Up until this point, there has been surprisingly little empirical study of voting systems in the areas of security, accessibility, usability, and cost. The result is that jurisdictions make purchasing decisions and adopt laws and procedures that have little to do with their overall goals.
New Mexico also chose to discard their Danaher/Shouptronic machines due to undervotes ranging from 6 to 16 times the national average and in comparison to optical scan machines during the 2004 election.
Dr. Rebecca Mercuri's bio:
Dr. Rebecca Mercuri, globally recognized as a leading authority on computer security and electronic vote tabulation and a member of the committee that advises the government on standards for electronic voting machines. She is president/CTO of Notable Software, Inc., www.notablesoftware.com.
A technology specialist, with degrees in computer science and engineering, Rebecca Mercuri happened to defend her doctoral dissertation "Electronic Vote Tabulation: Checks & Balances" at the University of Pennsylvania, just eleven days before the 2000 U.S. Presidential election.

* RECORDS SHOWN
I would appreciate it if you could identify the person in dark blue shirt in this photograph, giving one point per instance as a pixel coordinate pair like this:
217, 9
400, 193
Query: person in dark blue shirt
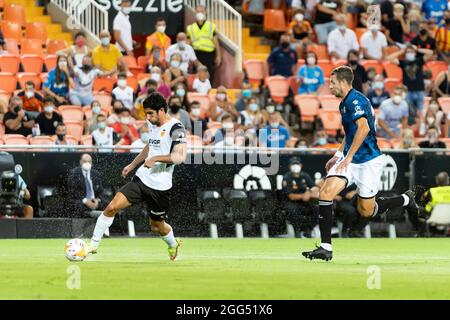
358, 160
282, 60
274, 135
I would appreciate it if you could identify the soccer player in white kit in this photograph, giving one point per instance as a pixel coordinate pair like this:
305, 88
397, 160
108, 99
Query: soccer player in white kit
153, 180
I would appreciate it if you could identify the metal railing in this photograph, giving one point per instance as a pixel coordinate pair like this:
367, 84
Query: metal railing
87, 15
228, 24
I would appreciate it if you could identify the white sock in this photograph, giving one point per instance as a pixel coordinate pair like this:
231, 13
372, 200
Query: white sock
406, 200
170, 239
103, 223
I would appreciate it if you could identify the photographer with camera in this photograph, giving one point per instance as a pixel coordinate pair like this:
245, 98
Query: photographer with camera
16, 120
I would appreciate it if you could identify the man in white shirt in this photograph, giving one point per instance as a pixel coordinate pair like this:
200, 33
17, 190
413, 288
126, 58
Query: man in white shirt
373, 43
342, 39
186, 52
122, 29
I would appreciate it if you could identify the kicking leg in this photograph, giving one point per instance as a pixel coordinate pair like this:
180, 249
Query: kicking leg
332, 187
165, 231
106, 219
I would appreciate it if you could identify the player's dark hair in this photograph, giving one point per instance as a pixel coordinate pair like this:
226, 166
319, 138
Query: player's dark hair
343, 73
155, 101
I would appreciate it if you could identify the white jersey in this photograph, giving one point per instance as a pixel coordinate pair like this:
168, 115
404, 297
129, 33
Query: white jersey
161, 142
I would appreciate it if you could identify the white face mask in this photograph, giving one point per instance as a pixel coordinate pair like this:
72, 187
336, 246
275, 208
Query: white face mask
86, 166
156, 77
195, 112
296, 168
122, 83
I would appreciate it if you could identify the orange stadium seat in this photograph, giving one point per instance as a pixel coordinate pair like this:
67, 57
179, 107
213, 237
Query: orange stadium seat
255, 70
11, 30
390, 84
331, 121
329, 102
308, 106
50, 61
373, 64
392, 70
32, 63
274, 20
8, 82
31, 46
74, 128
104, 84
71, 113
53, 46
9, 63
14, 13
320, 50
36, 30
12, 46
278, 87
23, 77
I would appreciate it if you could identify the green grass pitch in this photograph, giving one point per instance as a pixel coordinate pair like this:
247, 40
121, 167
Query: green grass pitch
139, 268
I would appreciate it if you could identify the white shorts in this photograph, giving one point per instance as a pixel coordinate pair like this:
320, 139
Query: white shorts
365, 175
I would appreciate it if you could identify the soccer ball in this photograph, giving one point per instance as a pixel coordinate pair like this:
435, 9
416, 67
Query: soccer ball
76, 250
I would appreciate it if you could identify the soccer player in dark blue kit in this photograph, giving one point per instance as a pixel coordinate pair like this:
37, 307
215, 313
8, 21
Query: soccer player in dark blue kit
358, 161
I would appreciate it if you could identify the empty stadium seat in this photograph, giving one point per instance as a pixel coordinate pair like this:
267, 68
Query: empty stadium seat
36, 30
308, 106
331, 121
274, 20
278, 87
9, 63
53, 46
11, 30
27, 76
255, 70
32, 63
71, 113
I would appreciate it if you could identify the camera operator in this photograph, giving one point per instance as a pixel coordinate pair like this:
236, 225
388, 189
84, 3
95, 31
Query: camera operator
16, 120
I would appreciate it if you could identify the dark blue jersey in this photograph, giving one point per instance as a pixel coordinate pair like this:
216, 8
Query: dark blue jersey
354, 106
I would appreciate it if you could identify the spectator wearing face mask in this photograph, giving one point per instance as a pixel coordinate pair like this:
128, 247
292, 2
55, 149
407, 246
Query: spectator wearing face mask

* YOUR GOAL
Could you continue the passage above on voting systems and Rebecca Mercuri's background, picking up right after its last sentence?

* EXERCISE ANSWER
Subsequently, her testimony and opinions were sought in Bush v. Gore, and by the House Science Committee, the U.S. Commission on Civil Rights, the Federal Election Commission, the National Institute of Standards and Technologies, the U.K. Cabinet, and numerous U.S. state legislatures. Many of Rebecca's views on electronic voting appear on her website at and she also authors the "Security Watch" column for the Communications of the Association for Computing Machinery.
She has been frequently quoted in the New York Times, on National Public Radio, by the Associated Press, in the Congressional Record, and various other venues, including TV appearances on Fox News, NBC Nightline and a debate on Lou Dobbs.
Having spent the last two years as a fellow at Harvard University, Dr. Mercuri returned this fall to New Jersey's Notable Software, Inc., the consulting company she founded, to continue her work as a forensic computing expert on a wide range of civil, municipal and criminal cases.
Dr. Dan Lopresti's bio:
After completing his doctorate, Dr. Lopresti joined the Computer Science Department at Brown University. He went on to help found the Matsushita Information Technology Laboratory in Princeton, and later also served on the research staff at Bell Labs in Murray Hill. In 2003, he joined the Computer Science and Engineering Department at Lehigh University where he conducts research examining basic algorithmic and systems-related questions in pattern recognition, bioinformatics, and computer security.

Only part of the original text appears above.